• [What the task requires]:
Pick out every line in the entries below that contains the string "point" and copy each of those lines. Only matches in the same letter case count.
## BEGIN Dataset entries
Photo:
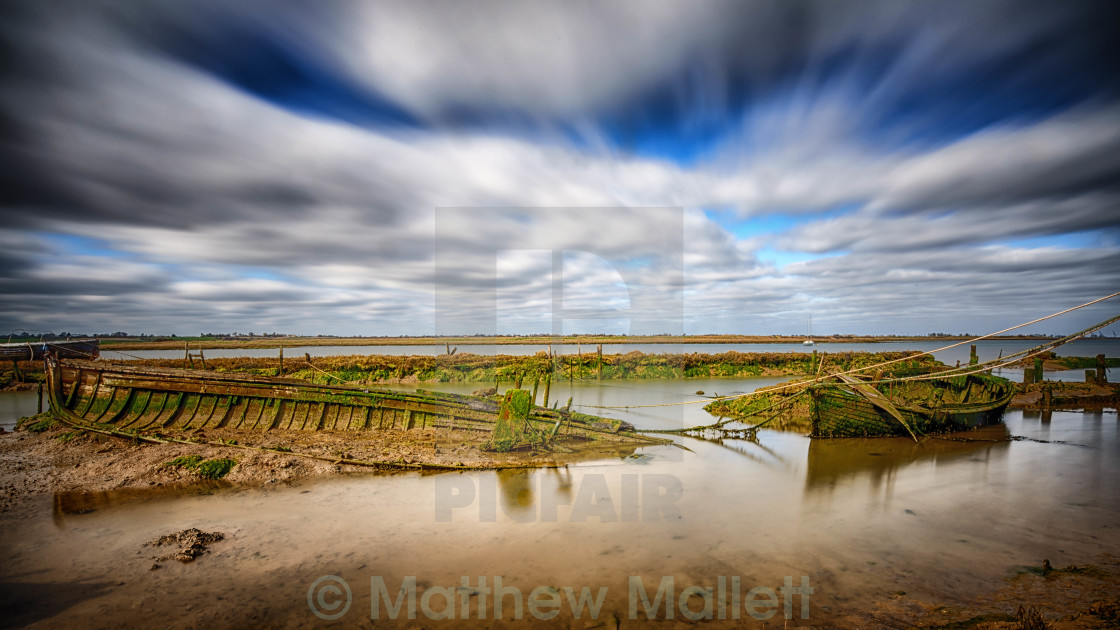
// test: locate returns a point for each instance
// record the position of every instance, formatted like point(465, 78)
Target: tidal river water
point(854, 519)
## END Dataset entries
## BEGIN Dataset entries
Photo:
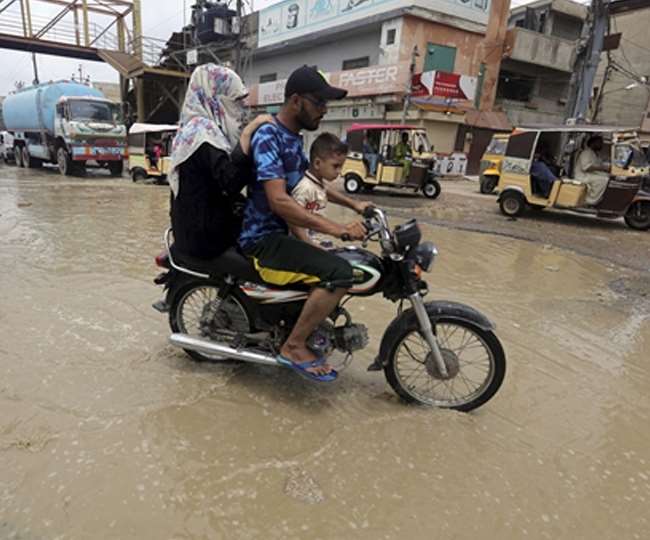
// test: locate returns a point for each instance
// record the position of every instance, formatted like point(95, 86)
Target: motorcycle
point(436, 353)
## END Dataset entries
• [Correct answer]:
// test: locate returns a point for each instance
// record the position of every instance, formatted like point(465, 78)
point(854, 519)
// test: locate returns a point for each instance
// record the position of every instance, formatted like point(95, 86)
point(436, 353)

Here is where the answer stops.